-- Start Material provided --
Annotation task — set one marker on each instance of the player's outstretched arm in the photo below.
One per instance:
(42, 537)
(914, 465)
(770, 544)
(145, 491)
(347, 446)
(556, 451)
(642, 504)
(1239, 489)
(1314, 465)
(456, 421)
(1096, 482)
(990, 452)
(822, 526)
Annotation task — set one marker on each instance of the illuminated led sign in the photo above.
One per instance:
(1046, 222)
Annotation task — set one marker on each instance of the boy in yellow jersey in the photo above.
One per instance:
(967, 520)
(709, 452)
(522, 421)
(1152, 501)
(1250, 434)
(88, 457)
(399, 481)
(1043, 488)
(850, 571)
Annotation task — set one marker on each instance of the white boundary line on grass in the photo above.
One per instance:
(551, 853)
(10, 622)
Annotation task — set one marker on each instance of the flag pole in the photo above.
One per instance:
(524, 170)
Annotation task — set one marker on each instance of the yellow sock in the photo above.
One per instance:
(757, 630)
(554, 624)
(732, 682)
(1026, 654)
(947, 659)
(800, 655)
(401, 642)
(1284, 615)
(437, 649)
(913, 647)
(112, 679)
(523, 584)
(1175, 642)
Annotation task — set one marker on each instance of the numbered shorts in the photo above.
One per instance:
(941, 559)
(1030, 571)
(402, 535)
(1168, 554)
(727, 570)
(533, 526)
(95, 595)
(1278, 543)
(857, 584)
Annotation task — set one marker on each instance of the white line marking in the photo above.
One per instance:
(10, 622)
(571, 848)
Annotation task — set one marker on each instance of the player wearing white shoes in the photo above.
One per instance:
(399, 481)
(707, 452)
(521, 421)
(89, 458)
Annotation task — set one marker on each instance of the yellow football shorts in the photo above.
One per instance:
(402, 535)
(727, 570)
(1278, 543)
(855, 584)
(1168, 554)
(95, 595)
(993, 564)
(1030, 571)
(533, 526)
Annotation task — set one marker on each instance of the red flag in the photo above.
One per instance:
-- End Material provided --
Your instructions: Rewrite the items as a Markdown table with the columns Row and Line, starting at the line containing "football shorts in the photo above." and ending at the end of the items, both ends included and blank lines left out.

Reply:
| Row | Line |
|---|---|
| 1 | Annotation task — set one marker on each instance of the yellow football shorts in the photo above. |
| 2 | One per instance: |
| 3 | (402, 535) |
| 4 | (727, 570) |
| 5 | (1278, 543) |
| 6 | (855, 584) |
| 7 | (1168, 554) |
| 8 | (95, 595) |
| 9 | (993, 564) |
| 10 | (1030, 571) |
| 11 | (533, 526) |
| 12 | Annotation task — set one marker on each instance of the red flag in the photo above. |
| 13 | One per instance: |